— START Dataset excerpts —

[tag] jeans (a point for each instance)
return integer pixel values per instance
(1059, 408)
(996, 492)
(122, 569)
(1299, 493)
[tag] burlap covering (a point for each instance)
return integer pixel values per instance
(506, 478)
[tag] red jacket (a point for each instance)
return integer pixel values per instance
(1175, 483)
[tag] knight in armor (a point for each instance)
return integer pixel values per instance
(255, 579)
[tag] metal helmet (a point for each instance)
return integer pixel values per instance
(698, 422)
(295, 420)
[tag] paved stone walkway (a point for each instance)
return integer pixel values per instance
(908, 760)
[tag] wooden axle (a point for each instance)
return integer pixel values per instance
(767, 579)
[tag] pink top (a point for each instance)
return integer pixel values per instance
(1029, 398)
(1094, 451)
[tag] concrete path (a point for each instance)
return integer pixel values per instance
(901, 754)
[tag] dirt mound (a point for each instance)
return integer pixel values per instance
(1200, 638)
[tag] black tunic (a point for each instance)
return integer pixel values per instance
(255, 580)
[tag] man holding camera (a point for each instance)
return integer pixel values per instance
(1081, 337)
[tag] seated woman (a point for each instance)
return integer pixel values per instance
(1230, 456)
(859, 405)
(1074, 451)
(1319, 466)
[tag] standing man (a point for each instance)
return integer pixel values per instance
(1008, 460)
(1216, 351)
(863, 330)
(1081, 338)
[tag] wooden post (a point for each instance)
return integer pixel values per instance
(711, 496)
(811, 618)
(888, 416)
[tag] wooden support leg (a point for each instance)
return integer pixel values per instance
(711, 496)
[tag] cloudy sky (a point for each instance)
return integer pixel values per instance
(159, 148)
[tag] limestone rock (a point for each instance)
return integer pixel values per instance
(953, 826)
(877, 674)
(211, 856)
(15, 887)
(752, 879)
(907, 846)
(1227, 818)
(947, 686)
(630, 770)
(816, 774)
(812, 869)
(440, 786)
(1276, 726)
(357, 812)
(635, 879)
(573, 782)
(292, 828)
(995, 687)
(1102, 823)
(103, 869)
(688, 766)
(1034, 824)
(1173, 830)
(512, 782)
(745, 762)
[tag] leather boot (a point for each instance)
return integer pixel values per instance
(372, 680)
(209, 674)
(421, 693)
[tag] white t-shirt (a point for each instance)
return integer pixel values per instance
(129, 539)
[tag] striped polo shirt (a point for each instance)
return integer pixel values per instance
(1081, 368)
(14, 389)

— END Dataset excerpts —
— START Dataset excerpts —

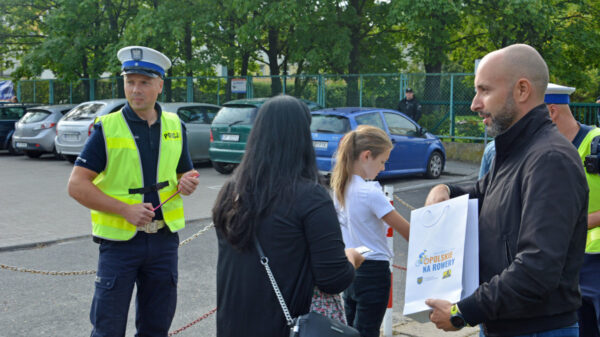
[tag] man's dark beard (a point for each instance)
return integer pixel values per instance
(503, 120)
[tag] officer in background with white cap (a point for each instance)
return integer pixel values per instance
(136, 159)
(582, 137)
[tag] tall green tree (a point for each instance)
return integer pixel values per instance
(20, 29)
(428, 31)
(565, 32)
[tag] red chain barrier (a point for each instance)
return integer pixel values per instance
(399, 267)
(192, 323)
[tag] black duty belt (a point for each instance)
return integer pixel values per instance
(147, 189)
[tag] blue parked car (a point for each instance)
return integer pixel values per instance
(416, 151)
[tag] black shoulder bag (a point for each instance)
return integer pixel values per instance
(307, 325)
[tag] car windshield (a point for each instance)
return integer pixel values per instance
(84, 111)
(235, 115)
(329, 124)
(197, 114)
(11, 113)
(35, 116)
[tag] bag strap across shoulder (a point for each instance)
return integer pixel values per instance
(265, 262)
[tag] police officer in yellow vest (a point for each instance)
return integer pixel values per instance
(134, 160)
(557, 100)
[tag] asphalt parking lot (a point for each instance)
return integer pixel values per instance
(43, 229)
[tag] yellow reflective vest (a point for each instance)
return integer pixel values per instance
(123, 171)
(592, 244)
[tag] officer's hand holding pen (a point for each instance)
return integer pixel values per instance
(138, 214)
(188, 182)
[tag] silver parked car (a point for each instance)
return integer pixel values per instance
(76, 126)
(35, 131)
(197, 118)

— END Dataset excerpts —

What you need to do: Report each line above that contains the string "shirt", copying it in full. Match case exactly.

Final answer:
[tag] white t-shirt (a point for each instance)
[tag] striped polo shirt (a point for each instance)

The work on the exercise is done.